Search the listing below for the word "instances" and copy each line where it appears.

### [Data provided]
- - - - - - -
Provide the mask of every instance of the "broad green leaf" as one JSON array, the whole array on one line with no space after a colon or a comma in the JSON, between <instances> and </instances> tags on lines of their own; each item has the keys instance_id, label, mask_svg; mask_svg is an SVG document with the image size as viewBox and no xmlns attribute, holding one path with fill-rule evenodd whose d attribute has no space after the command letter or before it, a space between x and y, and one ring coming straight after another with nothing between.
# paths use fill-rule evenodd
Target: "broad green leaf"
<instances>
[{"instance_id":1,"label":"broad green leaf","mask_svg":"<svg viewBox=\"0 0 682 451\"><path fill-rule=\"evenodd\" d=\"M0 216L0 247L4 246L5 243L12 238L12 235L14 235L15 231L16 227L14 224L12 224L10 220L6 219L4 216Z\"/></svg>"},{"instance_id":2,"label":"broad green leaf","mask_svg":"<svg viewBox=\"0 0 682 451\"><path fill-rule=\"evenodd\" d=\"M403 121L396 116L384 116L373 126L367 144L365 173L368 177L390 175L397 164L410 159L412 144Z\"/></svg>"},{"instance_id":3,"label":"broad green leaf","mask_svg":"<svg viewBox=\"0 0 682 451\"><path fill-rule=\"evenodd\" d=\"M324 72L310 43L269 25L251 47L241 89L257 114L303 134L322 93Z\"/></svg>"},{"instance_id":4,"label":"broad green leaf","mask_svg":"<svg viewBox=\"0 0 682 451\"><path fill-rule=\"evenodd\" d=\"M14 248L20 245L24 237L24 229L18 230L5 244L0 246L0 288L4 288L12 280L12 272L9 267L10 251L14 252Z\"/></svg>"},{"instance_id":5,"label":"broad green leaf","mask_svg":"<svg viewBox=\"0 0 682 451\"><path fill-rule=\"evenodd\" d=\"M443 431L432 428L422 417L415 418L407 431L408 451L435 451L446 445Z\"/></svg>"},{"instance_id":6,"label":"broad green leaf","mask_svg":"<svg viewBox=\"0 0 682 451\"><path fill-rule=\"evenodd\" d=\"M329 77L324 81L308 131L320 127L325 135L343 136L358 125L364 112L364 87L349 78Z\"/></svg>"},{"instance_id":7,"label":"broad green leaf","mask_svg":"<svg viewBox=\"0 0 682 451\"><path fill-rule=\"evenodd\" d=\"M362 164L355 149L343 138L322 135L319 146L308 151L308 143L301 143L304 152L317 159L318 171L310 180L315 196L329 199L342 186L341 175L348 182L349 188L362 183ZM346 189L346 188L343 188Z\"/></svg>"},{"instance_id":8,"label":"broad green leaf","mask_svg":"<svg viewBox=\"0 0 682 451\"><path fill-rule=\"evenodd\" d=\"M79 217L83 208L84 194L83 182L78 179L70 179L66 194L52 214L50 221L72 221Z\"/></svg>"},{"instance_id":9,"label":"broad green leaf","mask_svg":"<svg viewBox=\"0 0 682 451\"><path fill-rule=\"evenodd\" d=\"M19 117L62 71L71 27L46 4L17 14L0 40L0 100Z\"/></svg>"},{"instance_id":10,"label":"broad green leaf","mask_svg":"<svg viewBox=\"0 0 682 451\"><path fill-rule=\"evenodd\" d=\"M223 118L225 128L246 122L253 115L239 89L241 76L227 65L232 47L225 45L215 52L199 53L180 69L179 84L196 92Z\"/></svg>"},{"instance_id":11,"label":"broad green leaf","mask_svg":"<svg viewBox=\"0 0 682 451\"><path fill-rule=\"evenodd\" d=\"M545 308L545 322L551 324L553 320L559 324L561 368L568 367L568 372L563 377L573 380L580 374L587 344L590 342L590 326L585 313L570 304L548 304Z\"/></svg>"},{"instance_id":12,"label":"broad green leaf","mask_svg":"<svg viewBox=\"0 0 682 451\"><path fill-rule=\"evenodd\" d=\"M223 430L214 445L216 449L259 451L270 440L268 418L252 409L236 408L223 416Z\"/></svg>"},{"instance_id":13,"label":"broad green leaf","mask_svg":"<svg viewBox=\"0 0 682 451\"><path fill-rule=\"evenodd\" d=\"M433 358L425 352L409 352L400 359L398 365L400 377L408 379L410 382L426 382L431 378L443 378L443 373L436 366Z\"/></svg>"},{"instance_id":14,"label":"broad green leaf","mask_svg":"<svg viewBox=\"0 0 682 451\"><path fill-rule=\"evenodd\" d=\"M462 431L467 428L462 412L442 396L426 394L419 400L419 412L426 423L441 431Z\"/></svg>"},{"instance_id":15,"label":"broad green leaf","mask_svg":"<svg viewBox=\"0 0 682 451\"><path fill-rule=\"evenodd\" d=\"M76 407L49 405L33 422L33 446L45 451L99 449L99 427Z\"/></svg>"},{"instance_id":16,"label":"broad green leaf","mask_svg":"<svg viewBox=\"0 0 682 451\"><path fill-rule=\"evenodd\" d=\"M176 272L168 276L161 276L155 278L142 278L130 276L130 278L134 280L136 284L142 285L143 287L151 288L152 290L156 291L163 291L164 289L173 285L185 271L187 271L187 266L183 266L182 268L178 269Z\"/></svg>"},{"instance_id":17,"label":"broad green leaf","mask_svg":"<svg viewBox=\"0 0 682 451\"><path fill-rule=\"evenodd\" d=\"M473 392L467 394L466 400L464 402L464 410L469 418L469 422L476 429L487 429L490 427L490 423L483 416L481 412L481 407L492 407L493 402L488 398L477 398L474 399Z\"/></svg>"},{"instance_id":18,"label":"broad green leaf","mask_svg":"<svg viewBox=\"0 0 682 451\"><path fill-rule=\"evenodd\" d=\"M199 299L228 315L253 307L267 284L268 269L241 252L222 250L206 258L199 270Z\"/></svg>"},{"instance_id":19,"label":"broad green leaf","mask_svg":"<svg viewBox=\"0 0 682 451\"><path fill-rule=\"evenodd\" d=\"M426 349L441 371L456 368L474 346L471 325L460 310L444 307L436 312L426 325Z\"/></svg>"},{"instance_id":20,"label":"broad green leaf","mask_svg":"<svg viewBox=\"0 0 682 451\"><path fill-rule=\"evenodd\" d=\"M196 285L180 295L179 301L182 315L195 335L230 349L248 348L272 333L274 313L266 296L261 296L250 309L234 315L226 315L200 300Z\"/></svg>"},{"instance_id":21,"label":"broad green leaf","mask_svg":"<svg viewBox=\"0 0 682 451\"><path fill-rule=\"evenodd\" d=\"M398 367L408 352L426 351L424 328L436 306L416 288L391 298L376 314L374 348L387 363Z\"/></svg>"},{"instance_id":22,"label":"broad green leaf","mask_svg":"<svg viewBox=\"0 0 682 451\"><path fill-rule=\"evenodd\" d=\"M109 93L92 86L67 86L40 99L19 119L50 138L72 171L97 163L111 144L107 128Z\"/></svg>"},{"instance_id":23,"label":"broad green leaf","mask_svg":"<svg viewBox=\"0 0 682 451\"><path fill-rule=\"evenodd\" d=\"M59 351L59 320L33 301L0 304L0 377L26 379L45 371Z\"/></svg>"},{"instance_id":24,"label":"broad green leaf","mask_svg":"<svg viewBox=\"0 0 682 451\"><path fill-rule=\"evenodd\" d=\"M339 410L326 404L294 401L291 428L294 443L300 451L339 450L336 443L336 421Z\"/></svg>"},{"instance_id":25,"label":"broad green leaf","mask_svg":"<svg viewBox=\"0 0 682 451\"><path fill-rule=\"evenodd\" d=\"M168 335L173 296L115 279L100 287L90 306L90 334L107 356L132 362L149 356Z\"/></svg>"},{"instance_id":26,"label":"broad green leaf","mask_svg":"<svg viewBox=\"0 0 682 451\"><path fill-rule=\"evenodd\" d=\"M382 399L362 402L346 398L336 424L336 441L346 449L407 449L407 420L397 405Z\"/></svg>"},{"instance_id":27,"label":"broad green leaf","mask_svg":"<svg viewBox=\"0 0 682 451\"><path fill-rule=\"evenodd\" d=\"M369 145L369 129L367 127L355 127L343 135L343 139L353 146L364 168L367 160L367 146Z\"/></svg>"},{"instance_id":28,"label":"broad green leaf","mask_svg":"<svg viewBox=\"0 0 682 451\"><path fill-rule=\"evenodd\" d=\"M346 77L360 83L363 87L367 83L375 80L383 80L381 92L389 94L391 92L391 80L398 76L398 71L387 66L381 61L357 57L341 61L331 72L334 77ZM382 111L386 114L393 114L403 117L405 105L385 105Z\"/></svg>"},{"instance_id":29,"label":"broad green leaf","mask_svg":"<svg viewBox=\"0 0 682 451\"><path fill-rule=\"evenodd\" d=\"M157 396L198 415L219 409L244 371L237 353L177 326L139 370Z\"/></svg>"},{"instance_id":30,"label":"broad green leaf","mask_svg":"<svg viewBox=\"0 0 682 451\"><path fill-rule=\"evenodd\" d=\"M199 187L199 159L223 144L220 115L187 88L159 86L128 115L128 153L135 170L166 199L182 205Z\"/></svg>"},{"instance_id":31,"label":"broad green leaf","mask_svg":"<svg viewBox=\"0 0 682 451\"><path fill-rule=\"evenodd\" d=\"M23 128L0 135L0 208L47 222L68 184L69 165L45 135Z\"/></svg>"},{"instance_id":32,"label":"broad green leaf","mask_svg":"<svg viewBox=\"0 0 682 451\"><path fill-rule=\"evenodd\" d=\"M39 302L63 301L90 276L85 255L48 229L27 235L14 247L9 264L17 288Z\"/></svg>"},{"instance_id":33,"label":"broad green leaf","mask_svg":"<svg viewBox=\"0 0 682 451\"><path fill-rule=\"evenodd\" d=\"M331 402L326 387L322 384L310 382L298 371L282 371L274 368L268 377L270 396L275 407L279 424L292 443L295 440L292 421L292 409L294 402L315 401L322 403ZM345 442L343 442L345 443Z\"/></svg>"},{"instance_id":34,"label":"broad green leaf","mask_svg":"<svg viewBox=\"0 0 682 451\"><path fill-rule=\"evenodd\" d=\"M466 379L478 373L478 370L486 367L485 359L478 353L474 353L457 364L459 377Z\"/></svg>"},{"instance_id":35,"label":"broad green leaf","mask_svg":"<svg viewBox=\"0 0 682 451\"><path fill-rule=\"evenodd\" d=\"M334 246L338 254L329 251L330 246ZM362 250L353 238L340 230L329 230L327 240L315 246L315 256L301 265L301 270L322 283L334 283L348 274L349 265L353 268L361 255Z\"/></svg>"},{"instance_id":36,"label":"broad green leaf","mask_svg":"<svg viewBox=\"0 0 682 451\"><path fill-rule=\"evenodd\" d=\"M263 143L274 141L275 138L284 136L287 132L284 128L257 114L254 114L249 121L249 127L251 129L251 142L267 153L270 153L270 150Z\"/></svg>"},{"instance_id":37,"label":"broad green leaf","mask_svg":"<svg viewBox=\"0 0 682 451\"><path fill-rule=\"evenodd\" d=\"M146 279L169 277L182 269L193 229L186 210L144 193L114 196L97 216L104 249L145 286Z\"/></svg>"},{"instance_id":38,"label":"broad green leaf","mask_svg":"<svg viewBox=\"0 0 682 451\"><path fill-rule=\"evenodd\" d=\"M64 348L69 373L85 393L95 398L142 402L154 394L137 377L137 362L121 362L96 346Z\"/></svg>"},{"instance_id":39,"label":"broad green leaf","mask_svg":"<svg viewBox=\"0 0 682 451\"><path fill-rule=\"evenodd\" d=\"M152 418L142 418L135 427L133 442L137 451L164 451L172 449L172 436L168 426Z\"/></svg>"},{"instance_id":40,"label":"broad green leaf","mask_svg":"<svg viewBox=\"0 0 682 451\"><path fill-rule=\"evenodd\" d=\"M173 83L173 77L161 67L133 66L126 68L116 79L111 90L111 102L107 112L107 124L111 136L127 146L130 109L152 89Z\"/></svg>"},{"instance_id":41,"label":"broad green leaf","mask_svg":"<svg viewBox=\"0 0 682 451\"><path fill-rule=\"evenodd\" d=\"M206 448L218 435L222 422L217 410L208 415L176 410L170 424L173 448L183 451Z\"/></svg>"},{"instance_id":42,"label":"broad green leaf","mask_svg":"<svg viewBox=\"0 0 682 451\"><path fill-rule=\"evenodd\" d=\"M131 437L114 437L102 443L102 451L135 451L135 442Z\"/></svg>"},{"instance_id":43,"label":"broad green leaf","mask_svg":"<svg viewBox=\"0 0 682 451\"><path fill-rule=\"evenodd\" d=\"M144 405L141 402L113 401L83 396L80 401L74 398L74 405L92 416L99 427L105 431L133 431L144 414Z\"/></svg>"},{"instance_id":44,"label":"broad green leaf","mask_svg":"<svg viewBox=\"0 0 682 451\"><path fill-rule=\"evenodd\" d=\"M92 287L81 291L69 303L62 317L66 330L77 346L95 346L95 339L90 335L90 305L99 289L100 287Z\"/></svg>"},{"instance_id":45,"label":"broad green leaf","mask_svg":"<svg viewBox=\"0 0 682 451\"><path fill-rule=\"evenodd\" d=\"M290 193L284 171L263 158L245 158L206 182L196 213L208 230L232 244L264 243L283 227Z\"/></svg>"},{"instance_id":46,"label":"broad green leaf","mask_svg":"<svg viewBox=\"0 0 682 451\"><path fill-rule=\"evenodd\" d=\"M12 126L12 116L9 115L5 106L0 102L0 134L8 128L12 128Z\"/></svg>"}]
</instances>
- - - - - - -
### [Solution for this exercise]
Provide the mask of every instance of the "broad green leaf" as one JSON array, the whole array on one line with no space after a colon or a comma in the JSON, between <instances> and </instances> tags on lines of their own; each item has the keys instance_id, label, mask_svg; mask_svg is an SVG document with the image size as viewBox and no xmlns attribute, holding one path with fill-rule evenodd whose d attribute has no space after the command letter or before it, a space between x and y, and one ring coming straight after another with nothing between.
<instances>
</instances>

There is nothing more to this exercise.